- _Set task_: Reproduce only the records between the lines holding "target: front grille" and "209], [132, 214]]", inclusive, keeping their requests, with every polygon vertex coordinate in the answers offset by 80.

- _Provided records_:
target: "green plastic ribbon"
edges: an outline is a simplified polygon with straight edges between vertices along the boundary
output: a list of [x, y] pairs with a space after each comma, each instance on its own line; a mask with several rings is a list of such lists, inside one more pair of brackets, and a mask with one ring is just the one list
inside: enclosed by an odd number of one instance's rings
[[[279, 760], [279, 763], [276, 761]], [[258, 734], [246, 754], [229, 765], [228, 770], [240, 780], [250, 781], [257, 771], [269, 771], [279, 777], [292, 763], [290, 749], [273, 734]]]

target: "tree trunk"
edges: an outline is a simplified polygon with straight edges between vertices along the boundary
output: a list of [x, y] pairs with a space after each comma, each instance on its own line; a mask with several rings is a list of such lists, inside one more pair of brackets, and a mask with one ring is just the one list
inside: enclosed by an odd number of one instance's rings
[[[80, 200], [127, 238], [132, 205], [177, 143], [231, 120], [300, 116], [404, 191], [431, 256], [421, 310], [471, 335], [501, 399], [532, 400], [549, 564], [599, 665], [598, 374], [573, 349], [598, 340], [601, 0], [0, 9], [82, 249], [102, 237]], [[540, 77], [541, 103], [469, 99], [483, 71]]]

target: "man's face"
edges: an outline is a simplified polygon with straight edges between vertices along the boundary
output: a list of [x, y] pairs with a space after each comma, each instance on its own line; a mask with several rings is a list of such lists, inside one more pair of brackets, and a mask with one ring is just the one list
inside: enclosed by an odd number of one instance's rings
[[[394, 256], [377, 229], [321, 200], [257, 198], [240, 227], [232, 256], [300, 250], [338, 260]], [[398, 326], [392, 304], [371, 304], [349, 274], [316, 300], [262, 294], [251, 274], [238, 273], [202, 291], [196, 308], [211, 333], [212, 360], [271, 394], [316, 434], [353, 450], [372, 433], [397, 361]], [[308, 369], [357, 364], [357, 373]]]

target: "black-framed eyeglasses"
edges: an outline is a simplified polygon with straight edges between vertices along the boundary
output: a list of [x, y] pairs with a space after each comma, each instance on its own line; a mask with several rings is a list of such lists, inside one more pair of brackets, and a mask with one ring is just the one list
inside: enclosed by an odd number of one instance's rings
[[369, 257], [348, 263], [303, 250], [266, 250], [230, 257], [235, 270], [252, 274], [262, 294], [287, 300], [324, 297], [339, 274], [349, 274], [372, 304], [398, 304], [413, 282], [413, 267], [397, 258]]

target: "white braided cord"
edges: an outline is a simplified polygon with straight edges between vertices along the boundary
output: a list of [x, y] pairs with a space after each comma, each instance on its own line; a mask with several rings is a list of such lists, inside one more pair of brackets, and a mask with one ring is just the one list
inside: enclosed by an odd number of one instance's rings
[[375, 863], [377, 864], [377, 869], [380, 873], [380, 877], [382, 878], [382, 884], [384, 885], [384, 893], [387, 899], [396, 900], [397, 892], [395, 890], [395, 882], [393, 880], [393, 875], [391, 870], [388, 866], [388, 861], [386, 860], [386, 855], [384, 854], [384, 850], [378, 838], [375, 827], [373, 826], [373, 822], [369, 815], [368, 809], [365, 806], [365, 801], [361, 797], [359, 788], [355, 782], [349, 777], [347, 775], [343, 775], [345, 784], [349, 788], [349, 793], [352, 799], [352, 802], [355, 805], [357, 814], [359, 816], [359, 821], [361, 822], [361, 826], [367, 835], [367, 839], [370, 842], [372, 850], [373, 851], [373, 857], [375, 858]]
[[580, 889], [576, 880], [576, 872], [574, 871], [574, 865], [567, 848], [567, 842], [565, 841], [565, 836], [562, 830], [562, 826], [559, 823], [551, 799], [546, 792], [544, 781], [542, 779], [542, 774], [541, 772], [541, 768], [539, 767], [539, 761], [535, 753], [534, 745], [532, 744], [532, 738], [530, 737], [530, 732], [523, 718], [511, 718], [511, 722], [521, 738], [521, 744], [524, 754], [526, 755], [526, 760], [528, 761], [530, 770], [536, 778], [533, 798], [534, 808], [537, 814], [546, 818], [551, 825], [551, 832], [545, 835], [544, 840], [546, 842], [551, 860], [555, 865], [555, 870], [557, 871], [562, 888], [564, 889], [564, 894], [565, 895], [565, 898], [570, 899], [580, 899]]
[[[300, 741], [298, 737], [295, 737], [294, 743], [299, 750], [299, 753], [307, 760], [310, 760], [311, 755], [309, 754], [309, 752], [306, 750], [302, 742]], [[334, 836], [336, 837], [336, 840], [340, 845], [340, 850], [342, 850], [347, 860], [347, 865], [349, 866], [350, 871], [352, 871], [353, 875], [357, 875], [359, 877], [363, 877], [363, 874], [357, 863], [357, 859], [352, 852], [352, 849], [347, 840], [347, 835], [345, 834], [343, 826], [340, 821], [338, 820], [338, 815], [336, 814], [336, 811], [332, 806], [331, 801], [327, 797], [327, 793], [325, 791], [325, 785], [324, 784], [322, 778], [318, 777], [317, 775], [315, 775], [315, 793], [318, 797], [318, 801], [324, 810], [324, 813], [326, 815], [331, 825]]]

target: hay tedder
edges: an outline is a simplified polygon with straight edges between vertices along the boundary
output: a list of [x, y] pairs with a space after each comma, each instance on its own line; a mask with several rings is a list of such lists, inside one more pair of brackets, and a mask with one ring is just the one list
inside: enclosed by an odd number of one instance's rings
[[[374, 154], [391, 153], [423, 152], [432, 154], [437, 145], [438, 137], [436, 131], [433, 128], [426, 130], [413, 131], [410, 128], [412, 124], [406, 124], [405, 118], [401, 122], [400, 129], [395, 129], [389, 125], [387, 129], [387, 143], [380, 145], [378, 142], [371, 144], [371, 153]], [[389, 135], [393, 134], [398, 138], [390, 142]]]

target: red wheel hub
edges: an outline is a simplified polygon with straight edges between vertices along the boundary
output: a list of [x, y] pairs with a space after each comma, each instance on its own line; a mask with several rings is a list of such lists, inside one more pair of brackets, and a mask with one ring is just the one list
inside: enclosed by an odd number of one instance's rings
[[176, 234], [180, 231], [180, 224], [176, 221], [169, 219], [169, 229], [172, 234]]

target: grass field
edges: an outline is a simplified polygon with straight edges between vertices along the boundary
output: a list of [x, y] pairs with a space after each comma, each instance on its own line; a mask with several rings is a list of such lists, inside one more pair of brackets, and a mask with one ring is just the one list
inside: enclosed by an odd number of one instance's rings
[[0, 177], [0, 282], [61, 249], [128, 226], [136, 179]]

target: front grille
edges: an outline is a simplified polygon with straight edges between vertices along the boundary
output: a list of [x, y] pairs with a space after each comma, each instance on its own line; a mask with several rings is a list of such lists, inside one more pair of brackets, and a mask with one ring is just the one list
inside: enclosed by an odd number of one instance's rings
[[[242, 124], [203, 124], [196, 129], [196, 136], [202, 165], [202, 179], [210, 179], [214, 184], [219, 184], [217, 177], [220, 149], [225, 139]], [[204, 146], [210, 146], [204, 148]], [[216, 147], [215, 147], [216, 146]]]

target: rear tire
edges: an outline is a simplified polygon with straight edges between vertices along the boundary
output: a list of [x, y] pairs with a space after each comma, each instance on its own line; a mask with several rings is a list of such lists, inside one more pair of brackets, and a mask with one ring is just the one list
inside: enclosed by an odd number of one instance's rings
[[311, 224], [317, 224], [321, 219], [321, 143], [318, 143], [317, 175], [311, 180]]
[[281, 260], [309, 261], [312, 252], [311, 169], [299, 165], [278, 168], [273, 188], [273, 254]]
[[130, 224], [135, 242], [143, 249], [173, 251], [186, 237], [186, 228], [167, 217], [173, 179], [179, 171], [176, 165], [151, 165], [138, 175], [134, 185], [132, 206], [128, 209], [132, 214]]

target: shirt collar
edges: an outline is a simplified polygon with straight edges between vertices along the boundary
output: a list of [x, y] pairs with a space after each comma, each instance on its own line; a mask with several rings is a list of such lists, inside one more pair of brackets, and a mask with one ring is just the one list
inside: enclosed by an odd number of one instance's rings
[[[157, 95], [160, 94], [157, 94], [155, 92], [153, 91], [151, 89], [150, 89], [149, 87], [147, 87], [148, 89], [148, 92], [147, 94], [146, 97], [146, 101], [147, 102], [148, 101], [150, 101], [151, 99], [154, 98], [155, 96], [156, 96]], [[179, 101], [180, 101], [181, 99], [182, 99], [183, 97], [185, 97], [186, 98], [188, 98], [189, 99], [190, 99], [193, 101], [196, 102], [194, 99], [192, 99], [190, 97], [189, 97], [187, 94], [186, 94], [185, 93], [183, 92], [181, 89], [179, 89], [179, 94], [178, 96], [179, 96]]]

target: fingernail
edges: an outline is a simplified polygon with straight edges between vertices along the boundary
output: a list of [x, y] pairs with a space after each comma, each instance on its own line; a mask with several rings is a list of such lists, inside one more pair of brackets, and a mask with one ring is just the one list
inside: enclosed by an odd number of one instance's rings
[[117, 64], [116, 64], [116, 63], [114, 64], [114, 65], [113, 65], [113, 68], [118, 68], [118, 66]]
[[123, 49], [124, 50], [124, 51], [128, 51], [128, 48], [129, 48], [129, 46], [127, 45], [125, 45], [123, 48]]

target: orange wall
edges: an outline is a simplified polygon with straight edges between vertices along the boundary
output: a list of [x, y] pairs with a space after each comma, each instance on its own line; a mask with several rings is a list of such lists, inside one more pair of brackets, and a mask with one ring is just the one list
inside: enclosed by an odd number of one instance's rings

- _Complete output_:
target: front grille
edges: an outline is a simplified polygon with straight edges between vertices along the boundary
output: a list of [x, y] pairs with a space after each comma, each instance on its own line; a mask with several rings is a list of such lists, inside one more pair of brackets, and a mask with one ring is just the one list
inside: enclosed by an odd number of one instance's rings
[[[322, 204], [283, 204], [276, 209], [276, 216], [282, 245], [282, 259], [290, 259], [294, 264], [299, 264], [297, 257], [300, 229], [305, 219]], [[284, 226], [290, 226], [284, 228]], [[296, 227], [295, 227], [296, 226]]]

target: rear tire
edges: an outline is a simplified polygon with straight edges between vertices along the boundary
output: a list of [x, y] pairs with a space after each comma, each instance on its own line; a mask with several rings is a list of such lists, inside one more pair of brackets, and a mask with one ring is just the one list
inside: enclosed by an odd number of one instance's rings
[[391, 304], [397, 304], [401, 299], [401, 223], [398, 223], [397, 255], [391, 260]]
[[361, 340], [389, 341], [392, 332], [391, 249], [379, 245], [358, 248], [353, 268], [353, 334]]
[[210, 304], [215, 322], [223, 329], [253, 331], [266, 317], [266, 308], [247, 297], [253, 259], [259, 251], [256, 245], [231, 245], [218, 255], [214, 265], [212, 286], [208, 289], [212, 294]]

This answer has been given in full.